_Brief_
Reproduce verbatim every line of the data below, beginning with the line that contains "Task: spot one point per instance of the maroon" and continuing through the final line of the data, with both ends included.

Excerpt from a data file:
-- begin --

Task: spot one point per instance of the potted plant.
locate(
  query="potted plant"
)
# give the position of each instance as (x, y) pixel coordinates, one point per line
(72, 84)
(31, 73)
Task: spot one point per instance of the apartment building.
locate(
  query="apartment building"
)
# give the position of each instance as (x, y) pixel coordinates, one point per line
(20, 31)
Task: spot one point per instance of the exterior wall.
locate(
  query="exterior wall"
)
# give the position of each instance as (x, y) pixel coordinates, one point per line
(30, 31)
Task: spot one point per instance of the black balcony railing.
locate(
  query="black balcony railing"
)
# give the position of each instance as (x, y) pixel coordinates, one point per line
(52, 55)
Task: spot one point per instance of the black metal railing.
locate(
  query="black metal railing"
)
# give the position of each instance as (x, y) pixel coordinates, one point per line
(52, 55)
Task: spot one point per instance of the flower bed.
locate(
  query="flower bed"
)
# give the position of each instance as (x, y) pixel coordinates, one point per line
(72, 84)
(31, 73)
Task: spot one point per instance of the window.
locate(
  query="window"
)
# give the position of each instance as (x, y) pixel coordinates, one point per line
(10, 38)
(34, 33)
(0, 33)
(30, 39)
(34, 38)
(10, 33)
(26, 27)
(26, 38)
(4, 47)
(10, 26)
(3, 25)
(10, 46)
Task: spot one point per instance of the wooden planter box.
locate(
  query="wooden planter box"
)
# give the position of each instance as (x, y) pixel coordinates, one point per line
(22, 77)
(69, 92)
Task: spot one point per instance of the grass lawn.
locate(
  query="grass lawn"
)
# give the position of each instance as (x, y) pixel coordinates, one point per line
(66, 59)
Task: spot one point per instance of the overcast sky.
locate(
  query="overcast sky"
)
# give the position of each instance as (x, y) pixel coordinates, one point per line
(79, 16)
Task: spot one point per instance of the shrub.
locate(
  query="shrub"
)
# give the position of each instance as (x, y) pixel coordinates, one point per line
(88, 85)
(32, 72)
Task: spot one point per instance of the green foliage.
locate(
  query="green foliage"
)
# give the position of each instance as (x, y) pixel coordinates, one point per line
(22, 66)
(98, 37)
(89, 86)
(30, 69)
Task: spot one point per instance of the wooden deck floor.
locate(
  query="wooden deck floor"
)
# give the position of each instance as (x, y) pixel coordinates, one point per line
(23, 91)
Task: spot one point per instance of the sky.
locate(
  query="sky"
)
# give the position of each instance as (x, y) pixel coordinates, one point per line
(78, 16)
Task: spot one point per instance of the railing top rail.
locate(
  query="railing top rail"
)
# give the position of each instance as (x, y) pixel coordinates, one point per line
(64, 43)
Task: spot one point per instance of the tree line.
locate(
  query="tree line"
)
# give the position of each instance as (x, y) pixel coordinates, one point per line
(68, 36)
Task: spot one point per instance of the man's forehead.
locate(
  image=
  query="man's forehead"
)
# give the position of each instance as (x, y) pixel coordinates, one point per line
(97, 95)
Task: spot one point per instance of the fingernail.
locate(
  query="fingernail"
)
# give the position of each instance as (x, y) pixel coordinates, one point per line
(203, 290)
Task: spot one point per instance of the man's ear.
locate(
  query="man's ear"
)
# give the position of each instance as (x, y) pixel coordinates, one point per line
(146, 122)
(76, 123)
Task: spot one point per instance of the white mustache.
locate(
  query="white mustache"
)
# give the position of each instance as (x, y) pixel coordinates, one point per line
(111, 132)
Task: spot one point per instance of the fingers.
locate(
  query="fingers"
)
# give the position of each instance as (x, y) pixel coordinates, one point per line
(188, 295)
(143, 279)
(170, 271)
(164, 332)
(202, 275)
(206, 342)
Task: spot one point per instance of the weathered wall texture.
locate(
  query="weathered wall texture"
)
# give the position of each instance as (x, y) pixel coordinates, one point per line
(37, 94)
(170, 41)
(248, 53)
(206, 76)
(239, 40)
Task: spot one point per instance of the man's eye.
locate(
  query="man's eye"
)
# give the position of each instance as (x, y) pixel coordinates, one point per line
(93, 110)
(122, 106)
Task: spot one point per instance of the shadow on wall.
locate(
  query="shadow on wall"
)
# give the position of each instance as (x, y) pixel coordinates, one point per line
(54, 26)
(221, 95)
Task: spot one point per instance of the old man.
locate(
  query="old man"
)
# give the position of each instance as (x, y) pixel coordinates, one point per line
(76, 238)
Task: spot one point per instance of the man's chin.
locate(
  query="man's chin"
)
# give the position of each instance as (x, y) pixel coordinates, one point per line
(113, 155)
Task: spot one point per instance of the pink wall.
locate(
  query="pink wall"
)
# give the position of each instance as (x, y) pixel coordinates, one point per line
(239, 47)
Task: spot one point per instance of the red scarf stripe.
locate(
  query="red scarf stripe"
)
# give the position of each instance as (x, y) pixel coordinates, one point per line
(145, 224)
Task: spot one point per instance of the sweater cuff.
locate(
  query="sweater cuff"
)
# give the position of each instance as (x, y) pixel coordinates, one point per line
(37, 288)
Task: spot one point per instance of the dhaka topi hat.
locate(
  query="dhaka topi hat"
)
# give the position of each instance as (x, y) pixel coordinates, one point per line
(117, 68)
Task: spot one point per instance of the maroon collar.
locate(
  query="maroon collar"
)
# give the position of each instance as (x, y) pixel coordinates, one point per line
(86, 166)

-- end --

_Reply_
Task: spot one point per instance of the maroon collar.
locate(
  query="maroon collar"
)
# give the position of each instance as (x, y) pixel coordinates, one point per line
(86, 166)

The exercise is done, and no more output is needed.